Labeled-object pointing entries

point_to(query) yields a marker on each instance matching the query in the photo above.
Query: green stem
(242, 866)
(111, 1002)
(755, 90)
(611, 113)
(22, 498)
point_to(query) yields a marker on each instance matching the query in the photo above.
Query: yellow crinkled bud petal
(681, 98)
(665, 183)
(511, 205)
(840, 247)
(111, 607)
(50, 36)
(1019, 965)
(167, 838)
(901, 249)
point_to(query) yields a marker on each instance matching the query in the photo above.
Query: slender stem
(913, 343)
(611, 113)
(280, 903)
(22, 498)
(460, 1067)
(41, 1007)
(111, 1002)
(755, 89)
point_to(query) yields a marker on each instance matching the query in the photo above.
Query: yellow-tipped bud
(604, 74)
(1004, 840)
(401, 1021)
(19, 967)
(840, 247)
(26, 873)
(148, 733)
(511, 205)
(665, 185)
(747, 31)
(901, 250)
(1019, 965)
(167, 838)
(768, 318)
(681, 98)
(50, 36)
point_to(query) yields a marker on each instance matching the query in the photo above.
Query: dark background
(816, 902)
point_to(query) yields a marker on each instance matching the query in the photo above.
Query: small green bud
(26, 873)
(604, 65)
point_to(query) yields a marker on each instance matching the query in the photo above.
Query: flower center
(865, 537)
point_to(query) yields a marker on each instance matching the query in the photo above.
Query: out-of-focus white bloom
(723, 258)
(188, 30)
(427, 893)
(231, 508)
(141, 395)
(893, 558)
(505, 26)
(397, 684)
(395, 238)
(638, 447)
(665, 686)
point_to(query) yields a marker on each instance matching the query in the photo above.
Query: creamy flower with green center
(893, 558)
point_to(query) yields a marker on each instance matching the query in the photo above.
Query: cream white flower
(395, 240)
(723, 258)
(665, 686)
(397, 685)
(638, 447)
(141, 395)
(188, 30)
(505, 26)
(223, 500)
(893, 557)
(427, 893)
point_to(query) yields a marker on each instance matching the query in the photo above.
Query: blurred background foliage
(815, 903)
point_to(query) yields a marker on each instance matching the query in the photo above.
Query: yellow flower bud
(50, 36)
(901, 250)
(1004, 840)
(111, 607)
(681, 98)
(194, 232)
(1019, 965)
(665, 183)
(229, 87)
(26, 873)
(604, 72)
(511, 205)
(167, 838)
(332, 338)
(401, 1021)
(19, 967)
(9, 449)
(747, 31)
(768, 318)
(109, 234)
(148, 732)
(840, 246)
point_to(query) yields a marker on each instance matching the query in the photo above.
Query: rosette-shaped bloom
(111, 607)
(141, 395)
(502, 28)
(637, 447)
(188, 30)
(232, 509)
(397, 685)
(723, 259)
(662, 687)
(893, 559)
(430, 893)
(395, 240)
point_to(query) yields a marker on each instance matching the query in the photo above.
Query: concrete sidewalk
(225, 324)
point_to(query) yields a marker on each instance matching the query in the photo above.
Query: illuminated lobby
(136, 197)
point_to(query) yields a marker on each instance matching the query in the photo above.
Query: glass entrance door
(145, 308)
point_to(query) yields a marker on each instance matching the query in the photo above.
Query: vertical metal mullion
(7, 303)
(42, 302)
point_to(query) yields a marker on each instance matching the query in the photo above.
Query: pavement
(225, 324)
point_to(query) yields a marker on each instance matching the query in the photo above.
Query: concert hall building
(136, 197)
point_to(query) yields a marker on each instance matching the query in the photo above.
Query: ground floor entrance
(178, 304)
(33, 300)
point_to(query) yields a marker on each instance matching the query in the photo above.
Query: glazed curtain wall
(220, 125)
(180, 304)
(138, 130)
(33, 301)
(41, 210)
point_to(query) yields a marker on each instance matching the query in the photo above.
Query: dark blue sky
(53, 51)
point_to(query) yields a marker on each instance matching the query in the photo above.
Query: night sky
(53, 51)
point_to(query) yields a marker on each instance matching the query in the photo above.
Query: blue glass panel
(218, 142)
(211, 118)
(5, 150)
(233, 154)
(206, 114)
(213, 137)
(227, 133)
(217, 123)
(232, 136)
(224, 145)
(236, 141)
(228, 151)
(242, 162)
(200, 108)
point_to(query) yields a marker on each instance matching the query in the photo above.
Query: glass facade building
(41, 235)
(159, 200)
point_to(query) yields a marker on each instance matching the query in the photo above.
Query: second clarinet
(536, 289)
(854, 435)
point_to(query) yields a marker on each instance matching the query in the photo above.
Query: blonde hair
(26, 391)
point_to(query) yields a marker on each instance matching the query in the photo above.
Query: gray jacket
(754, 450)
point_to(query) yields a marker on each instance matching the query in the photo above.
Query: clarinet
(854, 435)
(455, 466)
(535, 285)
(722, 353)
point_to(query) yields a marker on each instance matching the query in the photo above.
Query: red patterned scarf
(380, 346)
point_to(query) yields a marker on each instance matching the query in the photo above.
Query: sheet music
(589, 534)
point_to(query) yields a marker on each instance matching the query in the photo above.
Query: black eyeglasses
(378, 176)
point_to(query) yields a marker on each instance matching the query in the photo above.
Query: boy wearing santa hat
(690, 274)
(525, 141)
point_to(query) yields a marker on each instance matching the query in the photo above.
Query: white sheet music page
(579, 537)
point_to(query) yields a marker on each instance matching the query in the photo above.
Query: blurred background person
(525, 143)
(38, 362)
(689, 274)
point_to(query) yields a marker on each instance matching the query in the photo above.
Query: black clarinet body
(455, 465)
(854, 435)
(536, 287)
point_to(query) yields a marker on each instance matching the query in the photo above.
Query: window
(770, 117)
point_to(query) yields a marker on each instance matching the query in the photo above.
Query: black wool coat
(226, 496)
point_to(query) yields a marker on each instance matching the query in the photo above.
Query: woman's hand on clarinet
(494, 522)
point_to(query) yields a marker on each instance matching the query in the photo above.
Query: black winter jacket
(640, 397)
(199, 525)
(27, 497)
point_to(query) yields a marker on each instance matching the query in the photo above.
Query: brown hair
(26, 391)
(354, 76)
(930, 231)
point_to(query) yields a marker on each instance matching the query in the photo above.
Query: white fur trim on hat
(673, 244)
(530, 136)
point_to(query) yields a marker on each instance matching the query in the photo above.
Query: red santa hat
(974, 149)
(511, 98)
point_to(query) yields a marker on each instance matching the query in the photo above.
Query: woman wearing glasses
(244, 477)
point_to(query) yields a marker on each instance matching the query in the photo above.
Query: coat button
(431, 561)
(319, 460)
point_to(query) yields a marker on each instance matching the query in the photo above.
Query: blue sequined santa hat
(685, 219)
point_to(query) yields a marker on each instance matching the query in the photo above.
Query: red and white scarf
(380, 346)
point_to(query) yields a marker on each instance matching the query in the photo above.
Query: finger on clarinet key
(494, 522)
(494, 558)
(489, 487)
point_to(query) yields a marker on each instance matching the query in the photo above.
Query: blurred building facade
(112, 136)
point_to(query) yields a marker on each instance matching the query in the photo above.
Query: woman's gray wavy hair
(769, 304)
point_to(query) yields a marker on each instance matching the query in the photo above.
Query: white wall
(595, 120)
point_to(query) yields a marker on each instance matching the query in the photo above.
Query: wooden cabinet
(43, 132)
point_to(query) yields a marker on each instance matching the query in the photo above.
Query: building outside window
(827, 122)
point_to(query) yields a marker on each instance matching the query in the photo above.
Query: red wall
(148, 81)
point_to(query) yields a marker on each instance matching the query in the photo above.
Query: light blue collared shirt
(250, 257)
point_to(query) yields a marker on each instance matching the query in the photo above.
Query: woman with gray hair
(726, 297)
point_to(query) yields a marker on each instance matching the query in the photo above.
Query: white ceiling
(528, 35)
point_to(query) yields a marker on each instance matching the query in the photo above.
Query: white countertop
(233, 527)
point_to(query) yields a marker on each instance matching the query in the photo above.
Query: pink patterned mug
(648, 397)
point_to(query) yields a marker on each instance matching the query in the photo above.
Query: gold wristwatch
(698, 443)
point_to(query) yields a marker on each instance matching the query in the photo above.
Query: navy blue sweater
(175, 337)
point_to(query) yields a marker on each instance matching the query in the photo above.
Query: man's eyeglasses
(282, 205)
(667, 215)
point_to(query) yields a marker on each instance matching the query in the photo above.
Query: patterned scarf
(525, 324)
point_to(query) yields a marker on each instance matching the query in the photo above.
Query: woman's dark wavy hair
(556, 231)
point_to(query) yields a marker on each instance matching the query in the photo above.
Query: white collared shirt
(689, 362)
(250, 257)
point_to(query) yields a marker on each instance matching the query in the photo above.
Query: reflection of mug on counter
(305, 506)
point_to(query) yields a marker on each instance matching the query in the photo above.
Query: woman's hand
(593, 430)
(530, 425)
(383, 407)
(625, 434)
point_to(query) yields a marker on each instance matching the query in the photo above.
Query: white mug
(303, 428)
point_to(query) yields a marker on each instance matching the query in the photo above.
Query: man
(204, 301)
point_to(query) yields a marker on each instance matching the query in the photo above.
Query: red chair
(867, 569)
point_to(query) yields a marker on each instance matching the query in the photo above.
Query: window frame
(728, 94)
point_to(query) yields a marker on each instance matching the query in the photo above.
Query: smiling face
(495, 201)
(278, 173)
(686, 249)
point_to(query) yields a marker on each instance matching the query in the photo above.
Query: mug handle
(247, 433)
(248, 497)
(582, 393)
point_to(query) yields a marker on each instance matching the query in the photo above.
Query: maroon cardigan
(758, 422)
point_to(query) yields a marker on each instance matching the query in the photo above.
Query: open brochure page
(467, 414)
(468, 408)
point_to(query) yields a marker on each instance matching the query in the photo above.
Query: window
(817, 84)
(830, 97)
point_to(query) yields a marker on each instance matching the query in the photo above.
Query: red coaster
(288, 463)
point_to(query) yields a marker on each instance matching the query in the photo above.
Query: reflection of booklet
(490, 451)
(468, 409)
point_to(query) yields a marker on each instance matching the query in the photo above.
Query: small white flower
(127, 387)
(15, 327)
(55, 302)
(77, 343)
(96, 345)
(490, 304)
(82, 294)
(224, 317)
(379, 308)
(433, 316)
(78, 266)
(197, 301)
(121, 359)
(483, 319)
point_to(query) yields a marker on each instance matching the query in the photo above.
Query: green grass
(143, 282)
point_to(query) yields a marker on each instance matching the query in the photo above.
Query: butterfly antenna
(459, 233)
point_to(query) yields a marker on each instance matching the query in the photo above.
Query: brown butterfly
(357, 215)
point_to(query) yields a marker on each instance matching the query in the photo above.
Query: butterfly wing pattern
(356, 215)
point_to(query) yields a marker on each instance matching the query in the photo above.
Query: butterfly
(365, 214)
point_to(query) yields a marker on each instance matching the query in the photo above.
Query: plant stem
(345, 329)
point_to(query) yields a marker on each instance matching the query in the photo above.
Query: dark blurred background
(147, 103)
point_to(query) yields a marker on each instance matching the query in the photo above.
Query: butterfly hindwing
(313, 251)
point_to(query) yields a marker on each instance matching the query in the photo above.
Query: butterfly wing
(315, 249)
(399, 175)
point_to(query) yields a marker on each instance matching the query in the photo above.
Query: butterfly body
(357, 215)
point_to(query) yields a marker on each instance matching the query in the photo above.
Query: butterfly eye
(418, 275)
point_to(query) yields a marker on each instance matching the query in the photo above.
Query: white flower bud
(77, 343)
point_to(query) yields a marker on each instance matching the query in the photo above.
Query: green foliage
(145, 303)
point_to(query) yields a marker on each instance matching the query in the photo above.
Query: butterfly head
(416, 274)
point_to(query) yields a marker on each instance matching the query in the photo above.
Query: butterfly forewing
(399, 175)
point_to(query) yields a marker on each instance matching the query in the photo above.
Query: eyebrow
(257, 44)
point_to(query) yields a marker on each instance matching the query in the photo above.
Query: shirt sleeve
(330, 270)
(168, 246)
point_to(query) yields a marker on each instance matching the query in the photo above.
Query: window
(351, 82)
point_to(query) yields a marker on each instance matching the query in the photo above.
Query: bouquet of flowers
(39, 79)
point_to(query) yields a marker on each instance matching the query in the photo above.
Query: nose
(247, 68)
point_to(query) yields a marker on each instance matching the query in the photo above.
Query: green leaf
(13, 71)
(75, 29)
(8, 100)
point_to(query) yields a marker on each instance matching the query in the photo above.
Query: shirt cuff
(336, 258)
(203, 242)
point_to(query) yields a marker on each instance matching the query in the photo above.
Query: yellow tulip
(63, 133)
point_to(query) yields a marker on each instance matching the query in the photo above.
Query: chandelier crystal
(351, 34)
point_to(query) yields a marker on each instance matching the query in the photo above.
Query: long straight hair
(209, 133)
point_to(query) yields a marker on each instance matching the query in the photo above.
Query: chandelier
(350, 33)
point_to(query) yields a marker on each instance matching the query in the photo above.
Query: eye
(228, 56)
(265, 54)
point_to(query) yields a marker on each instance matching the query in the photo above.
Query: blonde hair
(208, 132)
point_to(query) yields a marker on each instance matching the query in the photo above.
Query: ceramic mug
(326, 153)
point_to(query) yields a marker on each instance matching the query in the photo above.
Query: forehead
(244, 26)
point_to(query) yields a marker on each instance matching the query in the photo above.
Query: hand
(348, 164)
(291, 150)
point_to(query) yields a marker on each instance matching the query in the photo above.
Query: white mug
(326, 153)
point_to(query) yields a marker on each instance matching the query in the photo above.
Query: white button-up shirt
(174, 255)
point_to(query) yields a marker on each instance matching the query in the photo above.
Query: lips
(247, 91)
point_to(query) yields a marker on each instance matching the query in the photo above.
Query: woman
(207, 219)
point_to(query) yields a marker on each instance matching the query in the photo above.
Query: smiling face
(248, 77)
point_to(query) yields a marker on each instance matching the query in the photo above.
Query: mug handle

## TASK DIRECTIONS
Gather every line of the material above that contains the word "small", and copy each one in full.

## REPLY TO THE EXERCISE
Query: small green bud
Query: small white flower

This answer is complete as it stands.